## start EXERCISE INPUTS

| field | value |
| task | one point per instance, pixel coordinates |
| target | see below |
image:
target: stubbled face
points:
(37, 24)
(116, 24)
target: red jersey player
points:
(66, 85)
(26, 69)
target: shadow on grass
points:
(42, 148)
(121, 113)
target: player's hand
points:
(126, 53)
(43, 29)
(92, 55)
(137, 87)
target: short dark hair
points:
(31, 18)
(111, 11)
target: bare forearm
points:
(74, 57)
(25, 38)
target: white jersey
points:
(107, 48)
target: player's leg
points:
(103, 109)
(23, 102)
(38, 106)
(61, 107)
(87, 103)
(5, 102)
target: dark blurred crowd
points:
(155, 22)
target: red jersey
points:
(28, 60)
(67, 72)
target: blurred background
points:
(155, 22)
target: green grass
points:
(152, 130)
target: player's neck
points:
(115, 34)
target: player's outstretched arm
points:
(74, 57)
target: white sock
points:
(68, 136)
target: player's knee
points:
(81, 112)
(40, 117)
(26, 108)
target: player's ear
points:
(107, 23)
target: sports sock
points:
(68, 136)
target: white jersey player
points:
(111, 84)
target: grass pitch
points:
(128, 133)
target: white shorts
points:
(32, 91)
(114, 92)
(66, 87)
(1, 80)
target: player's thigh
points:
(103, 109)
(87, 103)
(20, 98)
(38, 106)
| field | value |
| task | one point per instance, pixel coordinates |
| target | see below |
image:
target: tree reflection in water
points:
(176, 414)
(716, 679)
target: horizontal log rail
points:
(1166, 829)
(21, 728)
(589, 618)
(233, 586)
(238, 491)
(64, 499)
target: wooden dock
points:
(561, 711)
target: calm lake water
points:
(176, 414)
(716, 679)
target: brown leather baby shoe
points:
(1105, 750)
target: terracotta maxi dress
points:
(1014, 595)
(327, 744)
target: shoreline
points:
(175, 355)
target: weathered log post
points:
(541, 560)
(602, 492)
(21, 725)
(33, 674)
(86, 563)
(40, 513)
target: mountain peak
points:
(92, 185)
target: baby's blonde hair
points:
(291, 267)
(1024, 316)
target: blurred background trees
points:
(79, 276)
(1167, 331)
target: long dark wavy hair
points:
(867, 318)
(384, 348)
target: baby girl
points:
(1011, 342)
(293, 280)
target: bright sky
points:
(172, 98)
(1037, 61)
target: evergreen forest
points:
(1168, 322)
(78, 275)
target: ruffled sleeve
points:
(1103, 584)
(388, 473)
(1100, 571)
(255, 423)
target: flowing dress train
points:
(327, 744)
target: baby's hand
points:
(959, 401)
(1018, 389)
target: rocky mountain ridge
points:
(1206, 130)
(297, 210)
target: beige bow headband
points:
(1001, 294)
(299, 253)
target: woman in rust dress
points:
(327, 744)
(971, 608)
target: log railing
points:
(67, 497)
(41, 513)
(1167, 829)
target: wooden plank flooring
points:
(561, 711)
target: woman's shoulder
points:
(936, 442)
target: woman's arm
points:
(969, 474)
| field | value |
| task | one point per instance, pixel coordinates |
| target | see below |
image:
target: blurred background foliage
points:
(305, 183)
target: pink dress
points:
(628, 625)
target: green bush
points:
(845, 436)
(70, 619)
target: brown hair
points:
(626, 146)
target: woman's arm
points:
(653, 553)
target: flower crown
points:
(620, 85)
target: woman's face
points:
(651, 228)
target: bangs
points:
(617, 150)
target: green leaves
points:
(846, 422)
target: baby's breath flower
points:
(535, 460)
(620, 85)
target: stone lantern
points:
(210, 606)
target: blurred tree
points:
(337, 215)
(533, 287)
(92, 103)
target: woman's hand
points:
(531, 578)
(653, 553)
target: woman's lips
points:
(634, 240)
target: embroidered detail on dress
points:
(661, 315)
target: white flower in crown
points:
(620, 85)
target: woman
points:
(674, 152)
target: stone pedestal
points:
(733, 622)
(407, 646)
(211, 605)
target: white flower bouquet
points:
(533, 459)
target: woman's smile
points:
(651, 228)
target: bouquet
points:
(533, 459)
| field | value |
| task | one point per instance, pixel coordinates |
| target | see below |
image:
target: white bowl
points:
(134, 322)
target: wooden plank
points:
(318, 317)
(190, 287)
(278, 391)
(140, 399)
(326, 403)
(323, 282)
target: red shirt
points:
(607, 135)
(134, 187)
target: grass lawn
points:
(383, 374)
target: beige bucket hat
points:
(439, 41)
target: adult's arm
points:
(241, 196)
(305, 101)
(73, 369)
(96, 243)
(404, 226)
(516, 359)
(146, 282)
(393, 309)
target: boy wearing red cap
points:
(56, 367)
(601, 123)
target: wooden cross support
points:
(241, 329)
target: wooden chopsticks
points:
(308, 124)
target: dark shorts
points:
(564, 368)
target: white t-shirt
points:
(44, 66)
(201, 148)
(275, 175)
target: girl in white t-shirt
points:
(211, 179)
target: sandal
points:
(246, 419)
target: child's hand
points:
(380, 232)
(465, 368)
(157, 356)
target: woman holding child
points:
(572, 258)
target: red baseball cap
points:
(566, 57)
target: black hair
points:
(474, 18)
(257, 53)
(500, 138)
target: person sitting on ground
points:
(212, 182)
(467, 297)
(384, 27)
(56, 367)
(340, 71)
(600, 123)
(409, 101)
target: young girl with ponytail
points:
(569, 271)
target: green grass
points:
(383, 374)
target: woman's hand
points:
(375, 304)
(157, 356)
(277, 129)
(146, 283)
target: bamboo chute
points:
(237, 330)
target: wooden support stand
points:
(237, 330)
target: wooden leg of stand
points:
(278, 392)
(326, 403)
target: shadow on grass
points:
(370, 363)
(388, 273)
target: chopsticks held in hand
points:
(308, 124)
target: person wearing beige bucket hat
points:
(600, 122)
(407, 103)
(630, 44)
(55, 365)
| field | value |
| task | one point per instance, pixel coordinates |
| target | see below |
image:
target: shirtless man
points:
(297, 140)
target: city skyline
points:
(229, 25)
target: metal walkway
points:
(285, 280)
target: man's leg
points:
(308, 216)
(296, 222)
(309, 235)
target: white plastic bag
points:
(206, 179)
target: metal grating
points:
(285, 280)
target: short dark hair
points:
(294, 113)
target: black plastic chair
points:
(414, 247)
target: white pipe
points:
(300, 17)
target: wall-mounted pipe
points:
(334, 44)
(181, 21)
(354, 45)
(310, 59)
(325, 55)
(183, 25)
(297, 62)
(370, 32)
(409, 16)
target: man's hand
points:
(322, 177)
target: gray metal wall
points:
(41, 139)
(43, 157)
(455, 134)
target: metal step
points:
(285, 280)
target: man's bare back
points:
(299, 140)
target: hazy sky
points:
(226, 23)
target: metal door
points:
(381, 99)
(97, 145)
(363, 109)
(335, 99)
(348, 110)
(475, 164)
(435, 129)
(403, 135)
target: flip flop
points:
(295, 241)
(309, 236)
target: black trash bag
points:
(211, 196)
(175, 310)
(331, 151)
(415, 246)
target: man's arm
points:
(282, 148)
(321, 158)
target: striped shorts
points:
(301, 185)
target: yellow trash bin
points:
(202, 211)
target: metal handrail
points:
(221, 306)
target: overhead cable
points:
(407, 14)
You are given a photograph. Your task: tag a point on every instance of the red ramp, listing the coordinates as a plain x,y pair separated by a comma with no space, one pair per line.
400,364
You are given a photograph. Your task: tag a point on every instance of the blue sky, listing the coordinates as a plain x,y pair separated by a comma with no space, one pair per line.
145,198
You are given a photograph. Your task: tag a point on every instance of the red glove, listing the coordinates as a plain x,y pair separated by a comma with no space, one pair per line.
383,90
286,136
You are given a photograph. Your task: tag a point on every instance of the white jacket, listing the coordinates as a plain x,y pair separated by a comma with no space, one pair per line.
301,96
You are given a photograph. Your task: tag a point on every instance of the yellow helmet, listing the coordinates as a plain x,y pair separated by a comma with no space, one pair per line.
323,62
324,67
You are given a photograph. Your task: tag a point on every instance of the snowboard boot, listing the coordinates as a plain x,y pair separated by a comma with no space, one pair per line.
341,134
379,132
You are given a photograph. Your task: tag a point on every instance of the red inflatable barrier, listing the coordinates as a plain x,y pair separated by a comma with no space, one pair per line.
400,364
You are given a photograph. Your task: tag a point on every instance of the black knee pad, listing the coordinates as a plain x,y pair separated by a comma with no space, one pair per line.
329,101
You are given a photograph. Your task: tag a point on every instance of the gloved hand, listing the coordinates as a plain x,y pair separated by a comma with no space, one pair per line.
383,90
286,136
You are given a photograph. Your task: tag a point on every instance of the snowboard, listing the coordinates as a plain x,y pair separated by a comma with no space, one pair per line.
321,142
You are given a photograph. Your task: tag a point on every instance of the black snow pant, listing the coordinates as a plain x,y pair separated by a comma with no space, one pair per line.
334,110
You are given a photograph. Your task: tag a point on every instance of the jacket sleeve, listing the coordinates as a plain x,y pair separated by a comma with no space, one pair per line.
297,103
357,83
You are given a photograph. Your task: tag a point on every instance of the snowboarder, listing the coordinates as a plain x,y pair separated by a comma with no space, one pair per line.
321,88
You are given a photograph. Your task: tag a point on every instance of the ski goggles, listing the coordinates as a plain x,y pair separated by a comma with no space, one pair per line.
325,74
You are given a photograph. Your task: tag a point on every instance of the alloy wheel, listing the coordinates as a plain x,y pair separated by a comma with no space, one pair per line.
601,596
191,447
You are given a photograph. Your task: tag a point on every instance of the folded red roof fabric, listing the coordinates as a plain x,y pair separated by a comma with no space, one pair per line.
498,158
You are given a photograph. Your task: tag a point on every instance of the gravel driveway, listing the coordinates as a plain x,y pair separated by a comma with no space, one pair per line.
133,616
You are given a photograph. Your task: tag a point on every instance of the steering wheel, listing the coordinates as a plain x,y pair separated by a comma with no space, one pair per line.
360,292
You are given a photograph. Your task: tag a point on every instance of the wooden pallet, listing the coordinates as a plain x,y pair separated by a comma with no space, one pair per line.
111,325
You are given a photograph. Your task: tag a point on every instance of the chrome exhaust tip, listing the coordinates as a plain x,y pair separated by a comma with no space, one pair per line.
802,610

## end EXERCISE INPUTS

Output exactly the lines from the one containing "of the steering" through the last line of the entries, both ends included.

SOLUTION FOR THIS PROBLEM |
You are given a photograph. Your task: tag a point on every instance of the steering wheel, listing the coordinates as a plain x,y pair separated by a comma with no space, one pair per line.
360,292
You are given a photograph. Your task: tag a point on every instance of the wooden pallet, listing the coordinates as a plain x,y pair separated by a comma with no space, one pair per line.
111,325
You are given a photograph. Your task: tag a point on every instance of the chrome exhaust tip, listing the coordinates as a plain x,y pair separated by a comma with no space, one pair per line.
802,610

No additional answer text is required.